[Region annotation entries]
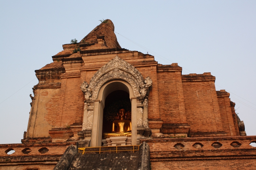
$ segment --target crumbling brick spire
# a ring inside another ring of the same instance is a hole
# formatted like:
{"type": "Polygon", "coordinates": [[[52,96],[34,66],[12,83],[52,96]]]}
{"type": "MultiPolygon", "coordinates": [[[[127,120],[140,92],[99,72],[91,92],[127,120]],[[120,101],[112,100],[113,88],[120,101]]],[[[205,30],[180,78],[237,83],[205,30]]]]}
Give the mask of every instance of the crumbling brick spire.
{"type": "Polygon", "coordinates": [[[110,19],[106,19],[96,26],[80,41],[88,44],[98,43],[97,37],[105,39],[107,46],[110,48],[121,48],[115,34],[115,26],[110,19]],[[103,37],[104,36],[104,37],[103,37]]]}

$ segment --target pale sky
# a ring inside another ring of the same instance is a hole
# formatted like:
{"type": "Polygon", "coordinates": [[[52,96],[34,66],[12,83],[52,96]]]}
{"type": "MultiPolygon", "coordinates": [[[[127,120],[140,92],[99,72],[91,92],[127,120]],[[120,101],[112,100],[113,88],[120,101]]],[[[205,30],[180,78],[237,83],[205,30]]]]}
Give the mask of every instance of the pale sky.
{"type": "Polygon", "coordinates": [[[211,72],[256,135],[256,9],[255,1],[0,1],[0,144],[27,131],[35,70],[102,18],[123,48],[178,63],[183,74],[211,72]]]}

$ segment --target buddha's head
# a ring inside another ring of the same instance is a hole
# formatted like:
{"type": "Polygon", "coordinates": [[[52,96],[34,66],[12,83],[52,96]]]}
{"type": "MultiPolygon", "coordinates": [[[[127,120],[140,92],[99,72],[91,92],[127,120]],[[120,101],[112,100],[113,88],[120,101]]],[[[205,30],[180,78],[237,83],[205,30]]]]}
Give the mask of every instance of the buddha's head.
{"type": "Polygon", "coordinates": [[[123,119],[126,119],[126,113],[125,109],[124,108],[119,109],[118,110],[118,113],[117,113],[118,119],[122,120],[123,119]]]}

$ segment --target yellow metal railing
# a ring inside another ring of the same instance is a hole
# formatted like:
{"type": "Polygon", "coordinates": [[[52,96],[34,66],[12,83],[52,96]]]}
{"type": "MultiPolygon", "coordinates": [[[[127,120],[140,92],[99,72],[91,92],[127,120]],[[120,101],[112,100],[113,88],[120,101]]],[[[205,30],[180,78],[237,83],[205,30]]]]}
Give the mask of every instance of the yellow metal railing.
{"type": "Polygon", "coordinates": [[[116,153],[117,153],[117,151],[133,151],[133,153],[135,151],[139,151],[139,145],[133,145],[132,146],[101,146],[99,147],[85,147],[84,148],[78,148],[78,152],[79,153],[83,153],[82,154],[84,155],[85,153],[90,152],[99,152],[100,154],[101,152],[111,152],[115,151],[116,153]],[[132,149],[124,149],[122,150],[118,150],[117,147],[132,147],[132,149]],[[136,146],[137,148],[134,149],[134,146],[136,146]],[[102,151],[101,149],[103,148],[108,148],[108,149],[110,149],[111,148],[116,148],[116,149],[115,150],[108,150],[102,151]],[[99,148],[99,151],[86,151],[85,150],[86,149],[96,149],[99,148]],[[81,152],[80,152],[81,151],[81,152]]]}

--

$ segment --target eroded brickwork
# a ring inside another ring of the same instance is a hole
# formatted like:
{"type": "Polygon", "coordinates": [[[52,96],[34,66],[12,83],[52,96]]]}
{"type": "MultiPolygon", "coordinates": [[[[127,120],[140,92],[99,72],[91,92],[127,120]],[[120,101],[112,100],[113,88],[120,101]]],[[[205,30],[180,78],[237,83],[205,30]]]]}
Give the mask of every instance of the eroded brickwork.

* _WHAT TO WORK ON_: Retype the records above from the line with "--target eroded brickwork" to the line with "Give the mask of every instance of the eroded", keeping every character unchanged.

* _RESULT BELOW_:
$ segment --target eroded brickwork
# a ring inside another ring of the same instance is a hole
# formatted like:
{"type": "Polygon", "coordinates": [[[52,96],[34,66],[12,83],[52,96]]]}
{"type": "MultiPolygon", "coordinates": [[[[127,120],[140,92],[99,72],[91,92],[127,120]],[[120,101],[112,100],[113,88],[120,101]]],[[[205,30],[180,78],[237,83],[205,30]]]]}
Give the mask of every instance of the eroded brickwork.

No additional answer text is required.